*Problem requirements:*
Locate each line in the records that contains the word "more", and reproduce every such line in full.

*Data provided:*
————
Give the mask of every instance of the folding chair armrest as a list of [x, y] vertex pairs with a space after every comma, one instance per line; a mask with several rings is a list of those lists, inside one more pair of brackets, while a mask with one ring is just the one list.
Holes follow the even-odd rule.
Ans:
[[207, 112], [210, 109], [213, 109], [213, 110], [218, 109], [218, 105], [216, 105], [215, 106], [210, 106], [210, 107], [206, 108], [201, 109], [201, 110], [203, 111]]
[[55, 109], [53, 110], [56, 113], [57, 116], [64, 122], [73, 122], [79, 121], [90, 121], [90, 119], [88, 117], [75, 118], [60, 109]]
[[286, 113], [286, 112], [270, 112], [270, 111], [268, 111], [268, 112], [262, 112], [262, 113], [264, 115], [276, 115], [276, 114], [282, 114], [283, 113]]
————
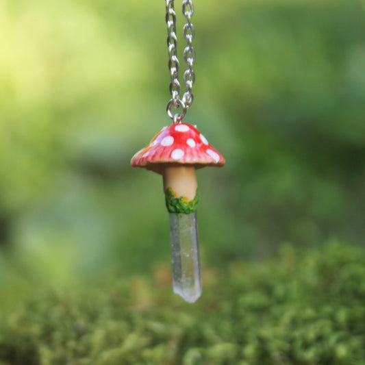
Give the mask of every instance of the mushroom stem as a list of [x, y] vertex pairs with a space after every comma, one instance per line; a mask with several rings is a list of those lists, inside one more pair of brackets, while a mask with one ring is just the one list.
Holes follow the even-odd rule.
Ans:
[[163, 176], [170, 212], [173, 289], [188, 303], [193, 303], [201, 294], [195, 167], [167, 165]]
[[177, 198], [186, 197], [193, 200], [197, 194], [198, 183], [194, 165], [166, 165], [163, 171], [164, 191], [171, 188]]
————
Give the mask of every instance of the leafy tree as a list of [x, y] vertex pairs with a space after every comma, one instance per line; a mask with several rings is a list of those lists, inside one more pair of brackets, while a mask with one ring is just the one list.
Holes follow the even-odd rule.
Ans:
————
*Answer for this exercise:*
Give the mask of every instance of the folding chair armrest as a list of [x, y] vertex pairs with a space after every comma, one instance per line; a mask with several rings is a list of those lists, inside one more pair of brackets, while a mask with one ring is just the one list.
Give the mask of every instance of the mushroom stem as a list of [x, y] vertex pairs with a space after every comma, one instance per line; a mask with several rings is a list of those lists, inside one more pair of brackets, while a mask with one ring is just the one list.
Give the mask of every instance of the leafy tree as a list of [x, y] vertex pairs with a space after every comma, one instance per line; a mask with several rings is a list of those lists, inside one more pair of brackets, while a mask with one ring is just the one list.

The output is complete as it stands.